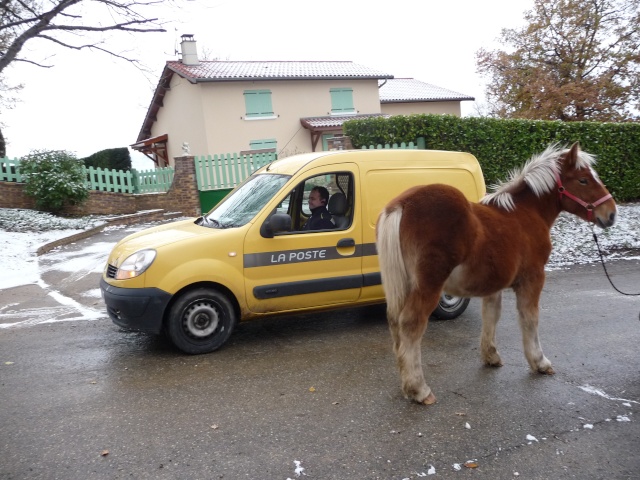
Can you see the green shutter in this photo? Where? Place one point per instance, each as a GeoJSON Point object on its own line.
{"type": "Point", "coordinates": [258, 103]}
{"type": "Point", "coordinates": [262, 144]}
{"type": "Point", "coordinates": [342, 100]}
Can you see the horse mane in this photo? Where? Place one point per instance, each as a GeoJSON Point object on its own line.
{"type": "Point", "coordinates": [538, 173]}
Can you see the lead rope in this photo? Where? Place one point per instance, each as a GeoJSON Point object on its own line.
{"type": "Point", "coordinates": [595, 238]}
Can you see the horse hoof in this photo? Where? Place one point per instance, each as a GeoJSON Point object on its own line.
{"type": "Point", "coordinates": [430, 400]}
{"type": "Point", "coordinates": [494, 364]}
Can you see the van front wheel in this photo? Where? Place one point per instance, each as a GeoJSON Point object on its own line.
..............................
▶ [YOUR ASSIGNMENT] Write out the listing above exactly as it stands, pictures excluded.

▶ [RESPONSE TO THIS TASK]
Can you see the green shutter in this photo? Where? Place one point per instance, each as a GeoJSON Point object on its own line.
{"type": "Point", "coordinates": [258, 103]}
{"type": "Point", "coordinates": [262, 144]}
{"type": "Point", "coordinates": [342, 100]}
Can you see the horse mane in this photo? Where? Place one point per instance, each as a GeoJSON Point object on its own line.
{"type": "Point", "coordinates": [538, 173]}
Can you see the lead rope in this photo? Where? Place one point per instance, each as a GeoJSON Point object on its own line.
{"type": "Point", "coordinates": [595, 238]}
Can you see the horse hoof in this photo? Where? Place one point per instance, each as a GeoJSON Point object on its own line.
{"type": "Point", "coordinates": [430, 400]}
{"type": "Point", "coordinates": [494, 364]}
Can you see the van front wheel in this photo? Where? Place one point per instance, each as a GeoJSON Point object on its own line.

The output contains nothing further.